WHAT YOU HAVE TO DO.
In the listing below, start your output at the line with "like [175, 38]." and end it after the line with "Target: pull chain", copying every line exactly.
PROVIDED INFORMATION Start Marker
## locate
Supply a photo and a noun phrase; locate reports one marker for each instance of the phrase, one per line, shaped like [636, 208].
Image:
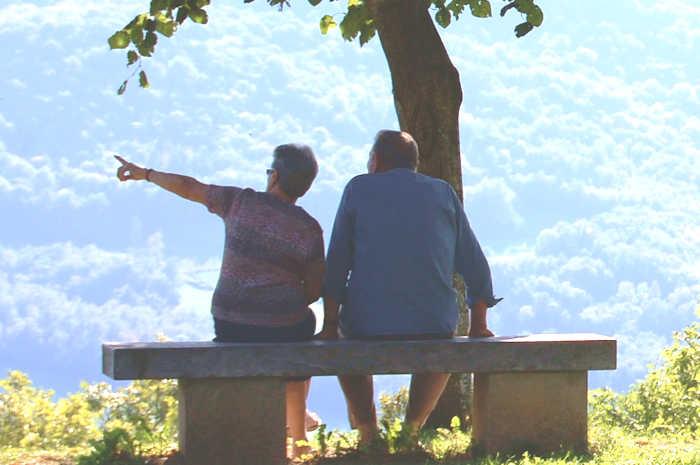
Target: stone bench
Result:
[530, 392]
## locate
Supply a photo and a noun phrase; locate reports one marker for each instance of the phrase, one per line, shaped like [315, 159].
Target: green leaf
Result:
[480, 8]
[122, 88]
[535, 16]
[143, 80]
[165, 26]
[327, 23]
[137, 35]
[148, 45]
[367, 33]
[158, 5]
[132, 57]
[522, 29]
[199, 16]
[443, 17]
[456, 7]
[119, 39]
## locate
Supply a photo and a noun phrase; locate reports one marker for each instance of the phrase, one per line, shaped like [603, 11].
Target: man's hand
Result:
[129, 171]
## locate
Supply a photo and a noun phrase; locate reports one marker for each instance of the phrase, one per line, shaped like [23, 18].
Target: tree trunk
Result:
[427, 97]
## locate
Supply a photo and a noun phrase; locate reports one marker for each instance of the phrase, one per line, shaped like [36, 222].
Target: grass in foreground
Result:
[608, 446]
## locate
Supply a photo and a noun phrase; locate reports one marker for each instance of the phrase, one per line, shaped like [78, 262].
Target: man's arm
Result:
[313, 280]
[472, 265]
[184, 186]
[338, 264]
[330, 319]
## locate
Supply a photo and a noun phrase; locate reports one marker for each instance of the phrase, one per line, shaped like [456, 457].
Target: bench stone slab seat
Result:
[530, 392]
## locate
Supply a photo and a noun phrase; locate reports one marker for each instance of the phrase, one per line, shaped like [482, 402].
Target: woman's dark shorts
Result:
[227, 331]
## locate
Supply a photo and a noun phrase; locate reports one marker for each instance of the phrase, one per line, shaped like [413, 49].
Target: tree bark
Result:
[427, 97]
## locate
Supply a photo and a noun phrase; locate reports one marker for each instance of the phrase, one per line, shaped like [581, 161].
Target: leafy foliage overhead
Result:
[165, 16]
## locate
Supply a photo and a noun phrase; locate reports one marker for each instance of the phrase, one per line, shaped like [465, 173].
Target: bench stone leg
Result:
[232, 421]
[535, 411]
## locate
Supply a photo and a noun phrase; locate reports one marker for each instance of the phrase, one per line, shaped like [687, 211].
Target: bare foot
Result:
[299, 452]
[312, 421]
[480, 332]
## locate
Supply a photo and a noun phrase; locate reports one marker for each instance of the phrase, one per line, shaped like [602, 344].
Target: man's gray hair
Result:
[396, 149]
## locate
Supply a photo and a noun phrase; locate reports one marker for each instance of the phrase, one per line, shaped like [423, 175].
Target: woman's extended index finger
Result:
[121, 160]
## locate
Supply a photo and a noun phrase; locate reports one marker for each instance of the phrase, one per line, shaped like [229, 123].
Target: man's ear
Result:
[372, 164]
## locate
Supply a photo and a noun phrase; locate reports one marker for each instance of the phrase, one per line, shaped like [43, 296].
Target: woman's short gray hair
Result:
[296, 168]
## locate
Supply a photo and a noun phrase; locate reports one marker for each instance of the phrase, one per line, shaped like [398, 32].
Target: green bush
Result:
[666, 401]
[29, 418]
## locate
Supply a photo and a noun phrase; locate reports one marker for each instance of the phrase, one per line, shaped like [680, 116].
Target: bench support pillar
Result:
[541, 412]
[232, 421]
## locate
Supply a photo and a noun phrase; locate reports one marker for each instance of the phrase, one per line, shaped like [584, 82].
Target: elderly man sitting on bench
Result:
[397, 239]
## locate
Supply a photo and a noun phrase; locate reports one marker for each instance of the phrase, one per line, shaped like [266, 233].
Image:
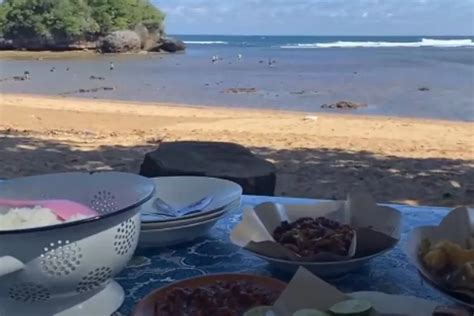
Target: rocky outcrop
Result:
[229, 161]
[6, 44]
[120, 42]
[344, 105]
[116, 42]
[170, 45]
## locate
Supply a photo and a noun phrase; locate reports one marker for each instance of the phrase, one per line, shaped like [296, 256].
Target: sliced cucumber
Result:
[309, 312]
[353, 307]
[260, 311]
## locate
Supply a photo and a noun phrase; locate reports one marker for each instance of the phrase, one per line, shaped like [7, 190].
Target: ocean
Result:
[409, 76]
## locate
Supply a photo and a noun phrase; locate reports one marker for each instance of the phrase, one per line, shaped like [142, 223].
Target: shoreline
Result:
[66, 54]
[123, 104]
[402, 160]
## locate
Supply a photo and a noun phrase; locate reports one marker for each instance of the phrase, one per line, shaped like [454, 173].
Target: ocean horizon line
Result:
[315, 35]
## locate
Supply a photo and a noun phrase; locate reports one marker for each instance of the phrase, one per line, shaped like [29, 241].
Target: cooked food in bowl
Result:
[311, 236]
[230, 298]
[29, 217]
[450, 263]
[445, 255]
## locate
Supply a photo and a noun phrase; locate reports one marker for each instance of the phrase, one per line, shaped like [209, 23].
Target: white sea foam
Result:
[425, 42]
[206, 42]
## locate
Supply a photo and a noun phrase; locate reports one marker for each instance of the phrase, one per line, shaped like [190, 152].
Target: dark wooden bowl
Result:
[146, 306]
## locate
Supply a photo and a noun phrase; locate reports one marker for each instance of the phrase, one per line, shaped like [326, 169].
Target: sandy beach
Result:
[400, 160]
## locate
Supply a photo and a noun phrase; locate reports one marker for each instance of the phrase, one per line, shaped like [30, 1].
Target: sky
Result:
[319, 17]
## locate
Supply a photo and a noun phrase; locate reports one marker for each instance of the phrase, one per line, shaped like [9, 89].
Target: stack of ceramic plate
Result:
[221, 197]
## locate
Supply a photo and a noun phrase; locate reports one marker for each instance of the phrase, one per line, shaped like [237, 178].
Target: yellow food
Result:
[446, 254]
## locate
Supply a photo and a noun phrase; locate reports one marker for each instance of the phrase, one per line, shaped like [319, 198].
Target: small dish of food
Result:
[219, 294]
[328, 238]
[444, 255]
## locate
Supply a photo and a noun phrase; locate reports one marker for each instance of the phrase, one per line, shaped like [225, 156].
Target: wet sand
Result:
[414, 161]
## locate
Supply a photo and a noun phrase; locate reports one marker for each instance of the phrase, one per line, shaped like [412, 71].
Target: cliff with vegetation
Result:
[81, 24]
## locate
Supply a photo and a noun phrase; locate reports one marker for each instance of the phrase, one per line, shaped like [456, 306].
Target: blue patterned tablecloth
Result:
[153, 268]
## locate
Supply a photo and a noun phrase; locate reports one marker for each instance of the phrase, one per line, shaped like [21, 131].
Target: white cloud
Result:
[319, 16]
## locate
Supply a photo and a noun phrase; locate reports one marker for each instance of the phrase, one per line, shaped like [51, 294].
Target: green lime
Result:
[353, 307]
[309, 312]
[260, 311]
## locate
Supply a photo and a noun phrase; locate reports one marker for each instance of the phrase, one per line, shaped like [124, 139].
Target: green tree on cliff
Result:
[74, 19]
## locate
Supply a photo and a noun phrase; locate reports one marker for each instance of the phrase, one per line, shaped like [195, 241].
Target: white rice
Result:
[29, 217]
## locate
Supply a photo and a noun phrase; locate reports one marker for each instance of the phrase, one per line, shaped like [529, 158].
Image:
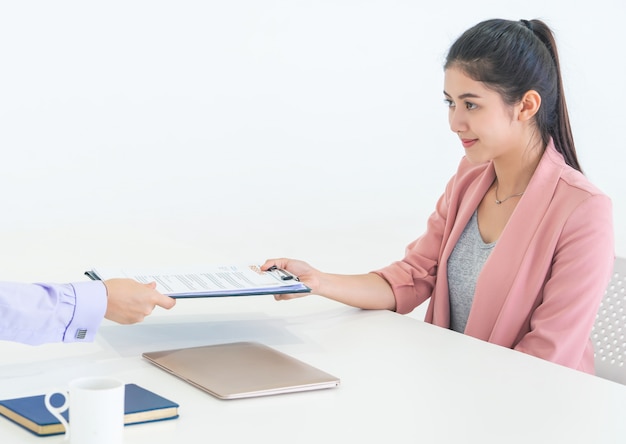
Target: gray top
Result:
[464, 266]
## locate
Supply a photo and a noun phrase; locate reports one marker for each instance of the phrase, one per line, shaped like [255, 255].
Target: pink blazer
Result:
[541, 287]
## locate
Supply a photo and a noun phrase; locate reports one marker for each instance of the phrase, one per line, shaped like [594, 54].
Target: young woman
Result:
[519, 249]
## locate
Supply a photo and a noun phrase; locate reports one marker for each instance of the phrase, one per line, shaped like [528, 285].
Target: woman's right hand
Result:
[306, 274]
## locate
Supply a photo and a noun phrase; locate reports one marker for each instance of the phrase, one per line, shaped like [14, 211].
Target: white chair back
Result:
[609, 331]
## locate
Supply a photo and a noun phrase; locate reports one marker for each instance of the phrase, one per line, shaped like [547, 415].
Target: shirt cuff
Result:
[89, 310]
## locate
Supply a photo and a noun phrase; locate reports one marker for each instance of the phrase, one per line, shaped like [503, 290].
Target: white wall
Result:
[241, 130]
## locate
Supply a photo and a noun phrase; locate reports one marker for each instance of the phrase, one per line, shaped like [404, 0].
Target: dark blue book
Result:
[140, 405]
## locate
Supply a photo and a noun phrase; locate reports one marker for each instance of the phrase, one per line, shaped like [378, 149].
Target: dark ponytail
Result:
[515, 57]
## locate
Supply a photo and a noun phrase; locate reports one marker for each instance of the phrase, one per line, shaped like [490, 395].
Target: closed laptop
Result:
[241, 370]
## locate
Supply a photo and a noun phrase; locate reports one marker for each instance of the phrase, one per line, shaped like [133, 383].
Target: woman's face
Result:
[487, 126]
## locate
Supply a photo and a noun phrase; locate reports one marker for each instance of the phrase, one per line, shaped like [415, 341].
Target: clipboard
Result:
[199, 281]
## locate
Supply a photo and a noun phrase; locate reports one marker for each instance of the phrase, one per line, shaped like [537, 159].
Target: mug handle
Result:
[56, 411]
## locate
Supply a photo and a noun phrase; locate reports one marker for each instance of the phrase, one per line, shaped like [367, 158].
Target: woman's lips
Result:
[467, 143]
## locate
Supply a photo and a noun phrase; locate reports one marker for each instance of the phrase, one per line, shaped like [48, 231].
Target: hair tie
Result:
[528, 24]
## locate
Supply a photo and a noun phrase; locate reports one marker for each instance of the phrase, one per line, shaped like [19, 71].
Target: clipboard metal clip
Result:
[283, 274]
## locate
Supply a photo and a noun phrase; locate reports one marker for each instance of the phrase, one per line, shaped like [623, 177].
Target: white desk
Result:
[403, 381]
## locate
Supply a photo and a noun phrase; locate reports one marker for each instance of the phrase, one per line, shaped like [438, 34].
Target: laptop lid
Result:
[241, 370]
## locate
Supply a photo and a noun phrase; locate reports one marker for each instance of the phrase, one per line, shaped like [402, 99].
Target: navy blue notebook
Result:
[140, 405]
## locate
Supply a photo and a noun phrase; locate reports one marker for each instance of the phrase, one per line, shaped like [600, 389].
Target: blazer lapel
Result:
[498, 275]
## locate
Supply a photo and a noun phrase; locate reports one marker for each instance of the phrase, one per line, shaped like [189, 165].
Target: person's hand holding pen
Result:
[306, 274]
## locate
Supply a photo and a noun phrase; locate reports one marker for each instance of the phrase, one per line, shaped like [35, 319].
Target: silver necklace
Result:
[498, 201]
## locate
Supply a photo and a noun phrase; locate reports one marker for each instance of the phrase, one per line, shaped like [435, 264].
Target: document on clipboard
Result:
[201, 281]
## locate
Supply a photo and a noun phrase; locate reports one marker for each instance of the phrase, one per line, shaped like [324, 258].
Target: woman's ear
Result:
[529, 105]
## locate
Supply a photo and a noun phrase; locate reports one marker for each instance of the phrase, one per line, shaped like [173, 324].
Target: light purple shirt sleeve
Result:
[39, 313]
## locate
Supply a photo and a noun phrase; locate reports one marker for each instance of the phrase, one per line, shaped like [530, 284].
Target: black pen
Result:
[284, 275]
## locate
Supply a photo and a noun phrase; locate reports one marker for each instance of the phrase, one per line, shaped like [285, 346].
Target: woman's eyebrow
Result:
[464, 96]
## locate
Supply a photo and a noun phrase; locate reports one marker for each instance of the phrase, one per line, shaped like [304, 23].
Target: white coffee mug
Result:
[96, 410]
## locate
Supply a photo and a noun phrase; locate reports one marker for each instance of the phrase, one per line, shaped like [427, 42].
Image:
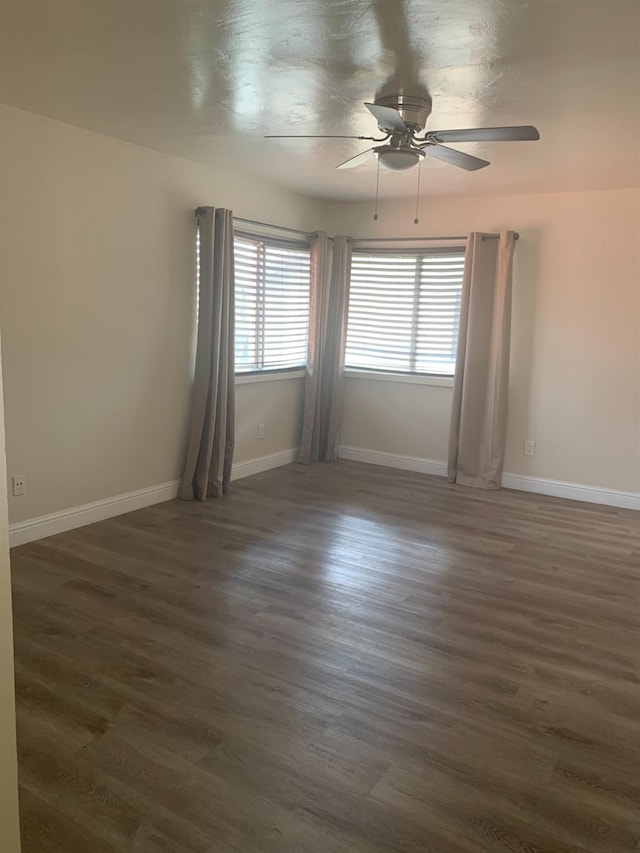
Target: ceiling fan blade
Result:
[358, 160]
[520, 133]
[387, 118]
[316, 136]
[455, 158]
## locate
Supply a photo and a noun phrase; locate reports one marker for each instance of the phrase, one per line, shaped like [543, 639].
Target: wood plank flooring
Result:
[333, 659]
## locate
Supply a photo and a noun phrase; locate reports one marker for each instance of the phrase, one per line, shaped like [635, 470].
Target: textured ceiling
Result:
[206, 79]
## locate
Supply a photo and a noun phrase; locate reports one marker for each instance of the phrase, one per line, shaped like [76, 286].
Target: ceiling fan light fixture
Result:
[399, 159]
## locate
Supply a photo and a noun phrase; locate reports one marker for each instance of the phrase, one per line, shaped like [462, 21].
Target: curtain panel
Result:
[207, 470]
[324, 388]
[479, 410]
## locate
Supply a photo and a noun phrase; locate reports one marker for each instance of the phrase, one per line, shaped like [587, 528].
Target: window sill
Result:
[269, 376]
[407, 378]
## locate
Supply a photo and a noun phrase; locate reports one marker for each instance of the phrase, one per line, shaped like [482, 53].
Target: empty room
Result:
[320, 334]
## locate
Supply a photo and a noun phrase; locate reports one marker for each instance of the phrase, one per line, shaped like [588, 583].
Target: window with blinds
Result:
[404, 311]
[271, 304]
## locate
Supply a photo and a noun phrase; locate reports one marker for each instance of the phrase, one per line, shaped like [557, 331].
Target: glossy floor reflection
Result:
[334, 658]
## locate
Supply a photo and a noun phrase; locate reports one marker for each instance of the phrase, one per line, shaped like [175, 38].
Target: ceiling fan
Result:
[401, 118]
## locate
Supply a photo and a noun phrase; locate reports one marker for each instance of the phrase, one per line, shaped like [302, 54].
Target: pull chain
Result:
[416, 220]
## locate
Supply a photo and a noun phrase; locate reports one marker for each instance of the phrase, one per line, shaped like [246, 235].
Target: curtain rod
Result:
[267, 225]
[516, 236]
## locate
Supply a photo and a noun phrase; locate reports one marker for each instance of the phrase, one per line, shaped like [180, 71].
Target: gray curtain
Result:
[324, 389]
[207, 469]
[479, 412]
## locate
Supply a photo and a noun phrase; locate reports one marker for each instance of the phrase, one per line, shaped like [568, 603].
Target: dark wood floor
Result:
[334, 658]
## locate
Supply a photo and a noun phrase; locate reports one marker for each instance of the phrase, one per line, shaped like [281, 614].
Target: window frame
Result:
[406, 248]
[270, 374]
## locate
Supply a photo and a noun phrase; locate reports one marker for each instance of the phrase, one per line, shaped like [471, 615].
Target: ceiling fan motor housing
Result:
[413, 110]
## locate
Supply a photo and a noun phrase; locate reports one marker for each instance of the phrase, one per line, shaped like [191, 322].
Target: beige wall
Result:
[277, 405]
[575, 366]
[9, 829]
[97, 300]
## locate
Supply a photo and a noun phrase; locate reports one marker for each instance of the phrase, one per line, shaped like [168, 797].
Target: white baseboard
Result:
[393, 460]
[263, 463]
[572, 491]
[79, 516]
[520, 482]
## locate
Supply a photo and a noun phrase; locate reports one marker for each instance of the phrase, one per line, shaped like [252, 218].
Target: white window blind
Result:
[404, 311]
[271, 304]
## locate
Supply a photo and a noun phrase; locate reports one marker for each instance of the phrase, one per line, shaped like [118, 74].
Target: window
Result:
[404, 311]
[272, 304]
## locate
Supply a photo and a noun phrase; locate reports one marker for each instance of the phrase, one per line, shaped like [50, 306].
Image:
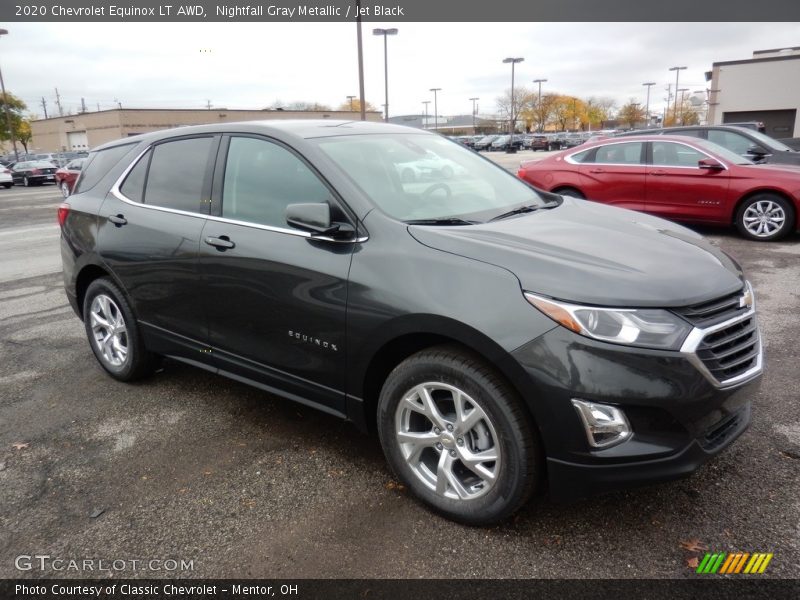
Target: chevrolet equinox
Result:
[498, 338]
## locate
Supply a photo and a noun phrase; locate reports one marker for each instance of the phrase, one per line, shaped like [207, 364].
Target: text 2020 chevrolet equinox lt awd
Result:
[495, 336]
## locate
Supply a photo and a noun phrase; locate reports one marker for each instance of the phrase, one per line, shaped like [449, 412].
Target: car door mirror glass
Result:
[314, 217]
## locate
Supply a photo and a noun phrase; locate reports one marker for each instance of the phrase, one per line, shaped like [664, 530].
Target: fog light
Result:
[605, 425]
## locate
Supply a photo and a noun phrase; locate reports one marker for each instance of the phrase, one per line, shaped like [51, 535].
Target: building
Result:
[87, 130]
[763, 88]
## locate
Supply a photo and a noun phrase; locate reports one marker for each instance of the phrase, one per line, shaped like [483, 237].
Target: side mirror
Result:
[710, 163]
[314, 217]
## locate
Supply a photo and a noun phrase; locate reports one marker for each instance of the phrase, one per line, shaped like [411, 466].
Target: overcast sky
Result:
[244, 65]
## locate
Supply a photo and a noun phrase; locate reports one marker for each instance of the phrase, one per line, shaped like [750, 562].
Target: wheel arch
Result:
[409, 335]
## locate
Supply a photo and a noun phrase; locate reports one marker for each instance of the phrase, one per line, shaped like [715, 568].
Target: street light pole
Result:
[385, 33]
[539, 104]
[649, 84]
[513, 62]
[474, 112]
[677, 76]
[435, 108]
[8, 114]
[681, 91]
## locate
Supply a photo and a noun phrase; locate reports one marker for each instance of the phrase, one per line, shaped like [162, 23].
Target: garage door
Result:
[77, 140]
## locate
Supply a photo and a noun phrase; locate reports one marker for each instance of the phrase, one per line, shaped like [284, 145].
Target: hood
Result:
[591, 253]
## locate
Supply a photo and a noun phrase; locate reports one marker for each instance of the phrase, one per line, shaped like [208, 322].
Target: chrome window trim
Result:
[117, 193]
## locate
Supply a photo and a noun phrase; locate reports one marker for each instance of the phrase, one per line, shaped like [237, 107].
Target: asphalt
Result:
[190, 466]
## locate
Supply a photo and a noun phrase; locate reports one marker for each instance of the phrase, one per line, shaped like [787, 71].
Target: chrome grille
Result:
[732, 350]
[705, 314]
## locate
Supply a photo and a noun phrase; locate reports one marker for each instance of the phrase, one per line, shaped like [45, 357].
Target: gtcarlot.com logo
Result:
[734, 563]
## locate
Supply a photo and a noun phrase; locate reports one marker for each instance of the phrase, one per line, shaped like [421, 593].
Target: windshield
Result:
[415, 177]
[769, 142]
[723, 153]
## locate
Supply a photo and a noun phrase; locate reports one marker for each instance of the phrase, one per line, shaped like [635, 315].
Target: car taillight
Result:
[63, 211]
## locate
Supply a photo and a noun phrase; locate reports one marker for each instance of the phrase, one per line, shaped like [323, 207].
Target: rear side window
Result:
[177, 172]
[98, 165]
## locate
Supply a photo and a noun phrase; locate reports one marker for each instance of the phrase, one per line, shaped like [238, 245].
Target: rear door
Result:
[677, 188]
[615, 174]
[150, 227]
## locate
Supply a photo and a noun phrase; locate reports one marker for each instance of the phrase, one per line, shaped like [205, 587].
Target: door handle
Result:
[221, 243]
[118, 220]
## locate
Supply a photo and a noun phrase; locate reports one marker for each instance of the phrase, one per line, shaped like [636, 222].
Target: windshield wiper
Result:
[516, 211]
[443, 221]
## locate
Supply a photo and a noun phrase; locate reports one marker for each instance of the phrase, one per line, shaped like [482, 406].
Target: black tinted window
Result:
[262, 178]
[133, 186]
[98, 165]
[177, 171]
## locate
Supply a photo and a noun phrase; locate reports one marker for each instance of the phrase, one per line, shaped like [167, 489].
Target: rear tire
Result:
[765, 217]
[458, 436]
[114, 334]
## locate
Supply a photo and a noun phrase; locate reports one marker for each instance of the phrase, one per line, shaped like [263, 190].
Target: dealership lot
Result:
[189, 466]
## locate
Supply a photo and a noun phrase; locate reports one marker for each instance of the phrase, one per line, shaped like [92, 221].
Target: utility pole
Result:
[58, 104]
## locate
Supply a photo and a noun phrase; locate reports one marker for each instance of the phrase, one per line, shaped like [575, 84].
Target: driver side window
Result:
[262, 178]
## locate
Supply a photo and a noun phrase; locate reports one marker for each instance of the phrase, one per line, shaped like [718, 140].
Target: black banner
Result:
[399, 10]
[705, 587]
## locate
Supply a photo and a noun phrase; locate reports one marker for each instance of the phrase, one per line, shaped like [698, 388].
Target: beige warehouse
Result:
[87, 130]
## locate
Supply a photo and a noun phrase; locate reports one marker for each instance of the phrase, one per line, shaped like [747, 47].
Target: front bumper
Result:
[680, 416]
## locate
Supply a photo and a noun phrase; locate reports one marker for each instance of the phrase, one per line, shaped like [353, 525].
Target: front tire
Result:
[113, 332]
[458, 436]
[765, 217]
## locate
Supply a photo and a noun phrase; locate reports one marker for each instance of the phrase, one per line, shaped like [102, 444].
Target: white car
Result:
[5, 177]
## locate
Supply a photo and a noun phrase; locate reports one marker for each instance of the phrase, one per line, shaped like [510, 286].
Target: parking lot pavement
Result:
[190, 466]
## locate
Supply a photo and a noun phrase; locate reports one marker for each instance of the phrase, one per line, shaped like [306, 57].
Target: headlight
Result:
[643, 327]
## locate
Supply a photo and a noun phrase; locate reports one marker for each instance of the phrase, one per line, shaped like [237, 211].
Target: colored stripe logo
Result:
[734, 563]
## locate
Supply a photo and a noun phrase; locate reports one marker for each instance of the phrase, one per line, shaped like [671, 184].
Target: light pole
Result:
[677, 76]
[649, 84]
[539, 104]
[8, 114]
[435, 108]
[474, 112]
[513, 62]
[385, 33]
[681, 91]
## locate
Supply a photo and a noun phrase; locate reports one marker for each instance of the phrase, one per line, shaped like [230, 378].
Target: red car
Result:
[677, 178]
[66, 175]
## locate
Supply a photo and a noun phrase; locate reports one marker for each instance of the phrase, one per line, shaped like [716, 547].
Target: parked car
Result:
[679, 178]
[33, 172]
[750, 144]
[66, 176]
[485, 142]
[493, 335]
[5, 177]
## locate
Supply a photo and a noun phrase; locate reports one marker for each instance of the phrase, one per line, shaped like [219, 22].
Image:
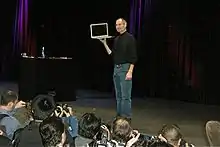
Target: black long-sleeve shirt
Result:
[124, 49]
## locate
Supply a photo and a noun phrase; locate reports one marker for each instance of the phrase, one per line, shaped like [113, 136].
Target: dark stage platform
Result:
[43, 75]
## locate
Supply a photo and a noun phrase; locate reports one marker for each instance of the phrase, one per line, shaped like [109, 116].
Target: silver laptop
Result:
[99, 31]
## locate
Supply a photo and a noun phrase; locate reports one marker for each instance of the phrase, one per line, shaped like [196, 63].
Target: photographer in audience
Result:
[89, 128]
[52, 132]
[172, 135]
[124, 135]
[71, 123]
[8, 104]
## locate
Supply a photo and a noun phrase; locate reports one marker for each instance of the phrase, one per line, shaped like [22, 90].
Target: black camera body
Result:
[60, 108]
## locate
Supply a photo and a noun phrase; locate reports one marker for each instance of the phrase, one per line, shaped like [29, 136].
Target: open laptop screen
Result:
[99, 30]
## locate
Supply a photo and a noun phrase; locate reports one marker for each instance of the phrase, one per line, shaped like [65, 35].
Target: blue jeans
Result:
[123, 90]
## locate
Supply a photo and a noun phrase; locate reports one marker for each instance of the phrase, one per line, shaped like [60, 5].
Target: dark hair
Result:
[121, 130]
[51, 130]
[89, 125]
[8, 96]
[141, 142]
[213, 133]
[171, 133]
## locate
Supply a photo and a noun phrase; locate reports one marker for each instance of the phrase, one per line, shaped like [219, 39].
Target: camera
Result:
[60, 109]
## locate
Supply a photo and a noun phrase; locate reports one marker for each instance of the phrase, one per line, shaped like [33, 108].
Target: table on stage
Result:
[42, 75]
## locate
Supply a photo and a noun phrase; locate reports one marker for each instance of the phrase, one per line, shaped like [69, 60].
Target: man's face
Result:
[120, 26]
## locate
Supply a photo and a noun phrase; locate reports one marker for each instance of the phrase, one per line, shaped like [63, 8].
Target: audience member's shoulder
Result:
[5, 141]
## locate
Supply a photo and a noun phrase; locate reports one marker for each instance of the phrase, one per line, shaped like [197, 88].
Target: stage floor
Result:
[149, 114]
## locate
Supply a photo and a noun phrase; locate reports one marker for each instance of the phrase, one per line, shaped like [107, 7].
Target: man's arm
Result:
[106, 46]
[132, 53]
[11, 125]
PROVIDED INFORMATION End Marker
RESPONSE TO THIS EXERCISE.
Supply a photo and a noun phrase; locate reports one marker for each instance of the phrase, one per line, shaped like [175, 38].
Target: ceiling fan
Result:
[401, 118]
## locate
Supply a photo and a noun phrase; locate reports one marker for each instance of the phrase, one per line, shaped like [302, 54].
Target: pull chain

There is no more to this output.